Lines before the one containing "Target: white cloud" are left out; that line and every line after it, through the end of the records, are to be reproduced exactly.

+-------+

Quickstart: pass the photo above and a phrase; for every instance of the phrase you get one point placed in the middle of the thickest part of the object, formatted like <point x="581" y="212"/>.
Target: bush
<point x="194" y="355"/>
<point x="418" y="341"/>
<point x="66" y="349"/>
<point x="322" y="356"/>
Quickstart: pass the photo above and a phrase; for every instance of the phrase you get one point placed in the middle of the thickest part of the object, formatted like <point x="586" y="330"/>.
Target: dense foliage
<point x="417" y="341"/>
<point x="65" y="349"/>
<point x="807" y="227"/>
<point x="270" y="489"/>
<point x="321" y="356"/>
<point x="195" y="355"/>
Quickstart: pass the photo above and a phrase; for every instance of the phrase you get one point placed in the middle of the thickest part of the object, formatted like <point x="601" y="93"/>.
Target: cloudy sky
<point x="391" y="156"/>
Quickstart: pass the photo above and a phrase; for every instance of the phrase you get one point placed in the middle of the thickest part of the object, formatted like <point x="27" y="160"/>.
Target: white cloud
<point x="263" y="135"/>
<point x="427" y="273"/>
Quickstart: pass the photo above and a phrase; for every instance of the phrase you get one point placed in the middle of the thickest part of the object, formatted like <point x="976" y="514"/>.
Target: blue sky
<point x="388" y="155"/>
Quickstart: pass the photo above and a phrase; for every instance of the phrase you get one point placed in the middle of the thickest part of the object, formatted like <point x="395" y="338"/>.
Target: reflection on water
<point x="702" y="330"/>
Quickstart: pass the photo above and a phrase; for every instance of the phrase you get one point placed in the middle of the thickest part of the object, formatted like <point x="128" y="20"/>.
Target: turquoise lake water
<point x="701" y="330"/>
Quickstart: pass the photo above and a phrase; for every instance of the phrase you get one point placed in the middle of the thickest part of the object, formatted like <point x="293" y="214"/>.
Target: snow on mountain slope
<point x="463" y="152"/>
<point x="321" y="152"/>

+-------+

* Expected output
Target: white cloud
<point x="263" y="135"/>
<point x="427" y="273"/>
Quickstart: pass the photo above and a phrase; for every instance of the phrase you get one point placed in the middle of the thickest part of the object, formatted like <point x="976" y="514"/>.
Target: blue sky
<point x="388" y="155"/>
Quickstart: pass the photo above and a phrase; for every instance of the phrase you get one point placed in the middle of the thickest part of the object, formatted like <point x="395" y="338"/>.
Target: reflection on water
<point x="702" y="330"/>
Quickstart: pass the photo above and a phrase; for every instance of the phrase you get one point placed in the middle of the thickest part of the object, formatted like <point x="128" y="20"/>.
Target: turquoise lake water
<point x="701" y="330"/>
Quickstart: pass the photo above and a phrase; for every instance of the phrase you get one point placed in the middle of the thickest part of the object, formatted like <point x="293" y="214"/>.
Target: snow on mountain slope
<point x="463" y="152"/>
<point x="321" y="152"/>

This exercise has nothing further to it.